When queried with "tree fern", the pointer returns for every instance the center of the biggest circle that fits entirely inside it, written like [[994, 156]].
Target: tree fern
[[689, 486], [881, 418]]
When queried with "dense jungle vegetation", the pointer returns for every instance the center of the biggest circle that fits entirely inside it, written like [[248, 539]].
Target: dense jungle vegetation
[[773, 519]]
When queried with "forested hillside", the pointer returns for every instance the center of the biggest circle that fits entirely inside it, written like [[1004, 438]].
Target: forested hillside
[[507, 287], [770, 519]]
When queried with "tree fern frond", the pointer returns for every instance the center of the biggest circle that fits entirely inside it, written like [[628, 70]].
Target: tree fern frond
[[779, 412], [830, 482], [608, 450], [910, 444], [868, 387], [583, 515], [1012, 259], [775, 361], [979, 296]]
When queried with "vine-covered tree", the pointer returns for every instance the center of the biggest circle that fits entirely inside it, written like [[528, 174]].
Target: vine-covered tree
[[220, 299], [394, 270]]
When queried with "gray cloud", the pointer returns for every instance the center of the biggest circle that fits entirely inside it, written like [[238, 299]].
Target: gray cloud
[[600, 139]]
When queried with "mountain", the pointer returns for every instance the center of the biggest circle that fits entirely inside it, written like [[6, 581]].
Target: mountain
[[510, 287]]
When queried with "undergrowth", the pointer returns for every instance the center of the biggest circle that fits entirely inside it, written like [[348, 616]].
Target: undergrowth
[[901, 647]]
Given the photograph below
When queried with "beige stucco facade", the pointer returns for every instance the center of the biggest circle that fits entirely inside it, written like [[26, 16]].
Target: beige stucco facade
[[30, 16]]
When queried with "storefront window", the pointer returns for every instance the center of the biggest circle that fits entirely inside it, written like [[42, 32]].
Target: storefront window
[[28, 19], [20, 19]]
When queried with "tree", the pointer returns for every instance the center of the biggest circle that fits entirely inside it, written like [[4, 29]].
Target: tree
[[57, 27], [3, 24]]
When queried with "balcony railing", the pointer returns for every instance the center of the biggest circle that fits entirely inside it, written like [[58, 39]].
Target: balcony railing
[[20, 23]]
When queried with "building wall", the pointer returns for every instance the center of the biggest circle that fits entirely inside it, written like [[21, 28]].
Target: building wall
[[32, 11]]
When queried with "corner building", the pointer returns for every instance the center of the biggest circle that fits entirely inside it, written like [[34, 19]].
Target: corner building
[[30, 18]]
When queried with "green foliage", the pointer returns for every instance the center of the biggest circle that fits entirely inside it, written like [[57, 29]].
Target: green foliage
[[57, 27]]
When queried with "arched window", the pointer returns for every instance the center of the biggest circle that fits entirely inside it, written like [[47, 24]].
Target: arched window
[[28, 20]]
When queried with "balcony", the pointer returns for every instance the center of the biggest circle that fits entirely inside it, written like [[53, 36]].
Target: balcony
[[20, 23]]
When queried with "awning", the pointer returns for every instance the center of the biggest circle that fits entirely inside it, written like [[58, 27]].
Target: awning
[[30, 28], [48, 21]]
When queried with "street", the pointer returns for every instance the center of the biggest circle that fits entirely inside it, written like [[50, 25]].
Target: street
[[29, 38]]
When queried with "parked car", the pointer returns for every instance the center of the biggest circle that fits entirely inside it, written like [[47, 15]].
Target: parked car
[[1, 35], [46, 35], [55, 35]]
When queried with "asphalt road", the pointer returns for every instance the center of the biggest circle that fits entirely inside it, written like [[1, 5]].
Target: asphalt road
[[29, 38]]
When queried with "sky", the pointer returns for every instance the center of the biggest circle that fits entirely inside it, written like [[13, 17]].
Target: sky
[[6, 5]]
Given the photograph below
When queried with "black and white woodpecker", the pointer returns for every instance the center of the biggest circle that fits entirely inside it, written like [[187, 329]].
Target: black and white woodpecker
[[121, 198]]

Exercise ->
Using the material above, extract the line that contains "like [[13, 17]]." and every line after it, exactly as given; stop at the last line.

Complete answer ->
When queried with "sky", the pointer returns for every instance the center of the biggest circle that fits entirely inside it, written like [[13, 17]].
Target: sky
[[6, 5]]
Given the photograph below
When queried with "black and white woodpecker", the pointer returns for every instance the center of the biggest circle that fits entirely inside it, written like [[187, 329]].
Target: black and white woodpecker
[[121, 198]]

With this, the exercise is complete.